(Referring expression pointing data)

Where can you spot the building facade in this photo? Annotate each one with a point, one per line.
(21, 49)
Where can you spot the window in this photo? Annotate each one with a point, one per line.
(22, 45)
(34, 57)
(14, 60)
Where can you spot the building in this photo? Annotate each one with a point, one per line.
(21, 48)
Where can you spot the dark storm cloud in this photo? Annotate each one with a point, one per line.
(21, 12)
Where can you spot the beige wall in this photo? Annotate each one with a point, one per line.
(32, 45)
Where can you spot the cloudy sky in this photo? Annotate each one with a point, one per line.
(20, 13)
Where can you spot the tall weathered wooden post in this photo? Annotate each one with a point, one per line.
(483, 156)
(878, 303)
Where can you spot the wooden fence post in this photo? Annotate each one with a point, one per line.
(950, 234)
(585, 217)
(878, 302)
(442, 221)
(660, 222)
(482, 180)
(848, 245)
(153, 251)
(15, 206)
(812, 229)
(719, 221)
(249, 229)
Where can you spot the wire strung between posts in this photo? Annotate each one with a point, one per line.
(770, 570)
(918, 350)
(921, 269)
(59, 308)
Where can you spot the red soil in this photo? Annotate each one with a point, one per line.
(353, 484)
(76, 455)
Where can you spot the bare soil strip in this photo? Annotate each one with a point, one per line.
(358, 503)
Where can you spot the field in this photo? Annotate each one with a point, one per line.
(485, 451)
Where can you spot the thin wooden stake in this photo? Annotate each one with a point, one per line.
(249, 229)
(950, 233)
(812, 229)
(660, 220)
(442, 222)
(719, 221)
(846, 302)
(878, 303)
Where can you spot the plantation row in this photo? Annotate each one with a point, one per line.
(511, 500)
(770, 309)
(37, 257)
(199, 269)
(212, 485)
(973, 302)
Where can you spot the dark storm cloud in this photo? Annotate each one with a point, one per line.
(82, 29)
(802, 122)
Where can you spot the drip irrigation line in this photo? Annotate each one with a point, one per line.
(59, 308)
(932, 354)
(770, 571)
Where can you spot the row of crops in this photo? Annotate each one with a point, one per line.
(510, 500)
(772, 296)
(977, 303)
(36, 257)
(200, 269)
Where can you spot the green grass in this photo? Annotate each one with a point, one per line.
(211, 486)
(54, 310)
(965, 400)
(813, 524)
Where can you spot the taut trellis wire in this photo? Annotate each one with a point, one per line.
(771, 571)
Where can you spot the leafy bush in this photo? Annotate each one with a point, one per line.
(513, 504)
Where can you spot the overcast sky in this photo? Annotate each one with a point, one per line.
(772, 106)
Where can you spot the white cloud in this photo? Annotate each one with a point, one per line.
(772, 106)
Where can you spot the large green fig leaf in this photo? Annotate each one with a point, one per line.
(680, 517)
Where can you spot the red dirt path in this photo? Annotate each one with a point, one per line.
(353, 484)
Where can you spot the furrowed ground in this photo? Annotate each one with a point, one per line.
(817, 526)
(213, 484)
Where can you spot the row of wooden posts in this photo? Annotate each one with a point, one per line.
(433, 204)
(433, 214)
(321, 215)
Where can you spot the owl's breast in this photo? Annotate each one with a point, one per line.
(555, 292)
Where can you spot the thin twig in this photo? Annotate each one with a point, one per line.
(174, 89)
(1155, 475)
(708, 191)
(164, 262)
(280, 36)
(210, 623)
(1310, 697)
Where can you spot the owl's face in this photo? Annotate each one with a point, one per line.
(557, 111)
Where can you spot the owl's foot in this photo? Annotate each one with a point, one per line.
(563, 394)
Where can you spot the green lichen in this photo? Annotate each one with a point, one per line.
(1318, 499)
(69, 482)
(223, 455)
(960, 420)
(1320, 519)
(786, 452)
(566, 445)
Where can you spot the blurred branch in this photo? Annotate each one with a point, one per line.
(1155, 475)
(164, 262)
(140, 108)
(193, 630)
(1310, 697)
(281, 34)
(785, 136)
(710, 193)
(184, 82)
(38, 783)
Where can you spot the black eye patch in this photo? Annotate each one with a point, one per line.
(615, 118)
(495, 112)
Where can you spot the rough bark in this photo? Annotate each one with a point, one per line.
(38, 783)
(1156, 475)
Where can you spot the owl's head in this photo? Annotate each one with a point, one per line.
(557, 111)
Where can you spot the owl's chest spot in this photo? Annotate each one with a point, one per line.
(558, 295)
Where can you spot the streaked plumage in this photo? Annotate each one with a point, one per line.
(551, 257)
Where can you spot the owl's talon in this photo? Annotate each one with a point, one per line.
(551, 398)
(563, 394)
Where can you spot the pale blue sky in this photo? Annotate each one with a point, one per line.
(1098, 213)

• [Task instructions]
Write every record out again exactly.

• [Answer to the exercise]
Where can you spot the building facade in this photo? Annotate each one with a point, one per line.
(21, 49)
Where can you spot the window in this photo? Annotate each one with a point, one per line.
(22, 45)
(34, 57)
(14, 60)
Where can you spot the building in this photo? Annotate each one with a point, one per line.
(21, 48)
Where can you spot the dark storm cloud in this photo? Annotate each one with a point, one per line.
(21, 12)
Where can you spot the beige wall in this photo? Annotate each one with a point, one per line.
(32, 45)
Where can you spot the cloudy sky in this photo? Annotate each one with a point, one per line.
(20, 13)
Where can you spot the tall weathered wooden post in this photo? Annotate each one with a point, one per line.
(483, 156)
(878, 303)
Where can you spot the wooden fence post in this photo? Annotate each one with a point, one per line.
(950, 234)
(585, 217)
(878, 302)
(442, 221)
(660, 222)
(482, 180)
(848, 245)
(153, 251)
(15, 206)
(812, 229)
(719, 221)
(249, 229)
Where can you spot the wire strung between posts in this photo? Annotate each one with a point, one per line.
(770, 570)
(918, 350)
(921, 269)
(59, 308)
Where can you spot the red soil in this photo? Annotate each one with a point, one per line.
(353, 484)
(76, 455)
Where can you spot the bare soil strip in this photo? Annotate each one with a point, one per line.
(358, 503)
Where can you spot the field in this photo? Annotate each one with a point, one per line.
(485, 451)
Where can you spot the thin wooden stake in this photo? Annotate each one with a point, one per line.
(249, 229)
(950, 233)
(812, 229)
(660, 220)
(442, 222)
(719, 221)
(846, 302)
(878, 303)
Where can you spot the plantation row in this photo? Annotate each one with a point, one per line.
(511, 500)
(770, 309)
(37, 257)
(199, 269)
(212, 485)
(973, 302)
Where can you spot the dark storm cloud in this photo? Annotate each one with a point, one per line.
(82, 29)
(802, 122)
Where can you spot the drip irrigation line in this photo? Annotate each one with a point, one per line.
(59, 308)
(932, 354)
(770, 571)
Where can you spot the row of crops in this photo? Annotate each one with a point, one per line.
(510, 500)
(772, 296)
(977, 303)
(36, 257)
(200, 269)
Where can you spot the green grass in this photo? Annotate each one with a point, one per line.
(211, 486)
(54, 310)
(965, 400)
(813, 524)
Where can you spot the taut trellis wire in this photo? Annotate each one with a point, one per line.
(771, 571)
Where can you spot the leafy bush in this photo? Annotate each one with a point, one per line.
(513, 504)
Where can you spot the overcast sky in this photo? Annotate each one with a point, one per line.
(772, 106)
Where can you spot the white cloud in this photo? Annotate each one with a point, one per line.
(772, 106)
Where can you spot the large green fig leaf in this photo? Annotate each one with a point, one per line.
(680, 517)
Where can you spot the red dirt path in this photo? Annotate each one with a point, one per line.
(353, 484)
Where can you spot the furrowed ground in this photo? Annotate each one with a point, one per line.
(817, 526)
(213, 484)
Where can you spot the row of wooden posts in this photo? Annotate each one with a point, one per line.
(433, 204)
(433, 214)
(321, 215)
Where can you spot the owl's breast in this photo? Annotate each one with a point, one per line.
(555, 292)
Where can you spot the thin twig in this photo? Annotate each one with a point, one per line.
(174, 89)
(1155, 475)
(708, 191)
(164, 262)
(280, 36)
(210, 623)
(1310, 697)
Where can you spot the owl's face in this photo? Annotate each one with a point, one per line.
(557, 111)
Where can you spot the owl's foot in this photo? Annotate each one with a point, one per line.
(563, 394)
Where can you spot the green lichen in this photo? Annotate each one with a point, one per line.
(1318, 499)
(69, 482)
(223, 455)
(960, 420)
(1320, 519)
(786, 452)
(566, 445)
Where can you spot the blurred branch in this photo? Annotate each one with a point, one per line.
(1155, 475)
(164, 262)
(140, 108)
(193, 630)
(1310, 697)
(281, 34)
(785, 136)
(710, 193)
(184, 82)
(38, 783)
Where can you spot the black eye patch in this photo? Annotate each one with a point, one per line.
(615, 118)
(495, 112)
Where can you spot the rough bark in this photo? Annotate each one with a point, one per line.
(38, 783)
(1156, 475)
Where can you spot the owl's head in this photo? Annotate each one with a point, one per line.
(557, 111)
Where can you spot the owl's chest spot in this photo? Annotate each one with a point, one per line.
(558, 295)
Where can you spot the streaked plumage in this photo? Annotate each one with a point, one per line.
(551, 257)
Where can you spot the owl's talon in this photo? Annotate each one with a point, one per line.
(551, 398)
(563, 394)
Where can you spot the pale blue sky in this photo? Annotate each one with a point, one per line.
(1098, 213)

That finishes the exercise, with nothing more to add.